(Exercise goal)
Take every entry below and copy it out word for word.

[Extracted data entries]
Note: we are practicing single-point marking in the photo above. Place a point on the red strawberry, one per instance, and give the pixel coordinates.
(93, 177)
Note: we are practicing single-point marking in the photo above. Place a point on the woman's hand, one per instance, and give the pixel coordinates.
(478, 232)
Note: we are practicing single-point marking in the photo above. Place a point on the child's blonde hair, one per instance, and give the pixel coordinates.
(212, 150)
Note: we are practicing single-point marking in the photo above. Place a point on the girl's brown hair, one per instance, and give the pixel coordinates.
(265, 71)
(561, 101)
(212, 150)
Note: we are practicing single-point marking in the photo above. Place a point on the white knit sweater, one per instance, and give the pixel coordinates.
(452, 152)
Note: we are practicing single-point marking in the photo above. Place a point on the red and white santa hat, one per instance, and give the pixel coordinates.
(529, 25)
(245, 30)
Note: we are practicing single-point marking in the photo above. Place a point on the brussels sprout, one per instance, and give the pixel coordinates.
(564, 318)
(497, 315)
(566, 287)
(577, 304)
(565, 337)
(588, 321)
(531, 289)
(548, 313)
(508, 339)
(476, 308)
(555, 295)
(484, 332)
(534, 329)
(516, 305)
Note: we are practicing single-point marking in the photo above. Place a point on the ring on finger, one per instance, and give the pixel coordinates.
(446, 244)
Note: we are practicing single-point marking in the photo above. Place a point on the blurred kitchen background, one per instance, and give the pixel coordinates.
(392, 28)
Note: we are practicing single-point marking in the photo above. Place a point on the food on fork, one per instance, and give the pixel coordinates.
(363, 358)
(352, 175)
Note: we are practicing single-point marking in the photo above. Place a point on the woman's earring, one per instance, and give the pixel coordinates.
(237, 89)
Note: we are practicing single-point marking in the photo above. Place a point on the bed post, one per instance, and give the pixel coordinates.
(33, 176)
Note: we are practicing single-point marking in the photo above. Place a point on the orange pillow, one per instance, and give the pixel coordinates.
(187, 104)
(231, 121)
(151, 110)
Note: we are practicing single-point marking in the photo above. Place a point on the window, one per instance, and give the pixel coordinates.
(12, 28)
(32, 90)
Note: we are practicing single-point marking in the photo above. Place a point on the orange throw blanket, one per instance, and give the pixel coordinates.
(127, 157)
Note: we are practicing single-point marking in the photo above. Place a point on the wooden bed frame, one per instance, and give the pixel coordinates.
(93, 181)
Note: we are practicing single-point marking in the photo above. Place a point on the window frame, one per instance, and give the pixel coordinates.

(Answer for this exercise)
Note: we are practicing single-point marking in the photo above. Place a point on the red strawberry, one per instance, and give the pixel coordinates.
(93, 177)
Note: we are practicing single-point marking in the photo above. Place a point on the woman's hand, one per instance, and give the pixel coordinates.
(478, 232)
Note: we are practicing single-point marking in the photo above. Place a point on the child's blonde hair, one per instance, and give the pixel coordinates.
(212, 150)
Note: we are practicing single-point marking in the photo above. Place a point on the girl's brown hair, one per instance, and give the pixel coordinates.
(265, 71)
(561, 101)
(212, 150)
Note: we are practicing single-point marking in the photo above. Place a point on the white knit sweater, one per instance, and give the pixel coordinates.
(452, 152)
Note: we are practicing single-point marking in the photo above. Place a point on the red and white santa hat, one per instance, and give the pixel coordinates.
(529, 25)
(245, 30)
Note: we are practicing single-point marking in the photo above. Place a point on the brussels sprout, one per instance, and give the pixel coordinates.
(564, 318)
(497, 315)
(566, 287)
(577, 304)
(565, 337)
(588, 321)
(531, 289)
(548, 313)
(508, 339)
(476, 308)
(555, 295)
(484, 332)
(534, 329)
(516, 305)
Note: we are practicing single-point marking in the photo above. Place a point on the ring on finger, one per instance, and give the pixel coordinates.
(446, 244)
Note: we are practicing single-point marking in the photo above. Place a point on the blurred kitchen background, one per instance, and give the pixel coordinates.
(392, 28)
Note: we are practicing single-point marking in the photo above. Place a point on the food on fork, one per instance, and give the pixel coordinates.
(363, 358)
(352, 175)
Note: we are practicing single-point marking in the photo above. Place a point on the woman's earring, one per instance, and give the pixel coordinates.
(237, 89)
Note: we are practicing single-point marking in the photo above. Place a point on the bed post, one per instance, and give the pixel coordinates.
(33, 176)
Note: we are practicing single-point marking in the photo above. Place a point on the orange pillow, one per instance, and give the pixel coordinates.
(187, 104)
(231, 121)
(151, 110)
Note: we are practicing single-point marking in the photo above. Place a point on the window, one per instance, and give the pixel coordinates.
(12, 28)
(32, 90)
Note: we are practicing single-point marking in the photo above. Place a point on the orange throw blanket, one per instance, and give the pixel coordinates.
(127, 157)
Note: we are practicing single-point marking in the photo above. Place a point on the wooden bed frame, one per instance, and give the pixel coordinates.
(93, 181)
Note: we are practicing single-point marking in the photo above. Place a point on the window frame, one per instance, and give the pixel coordinates.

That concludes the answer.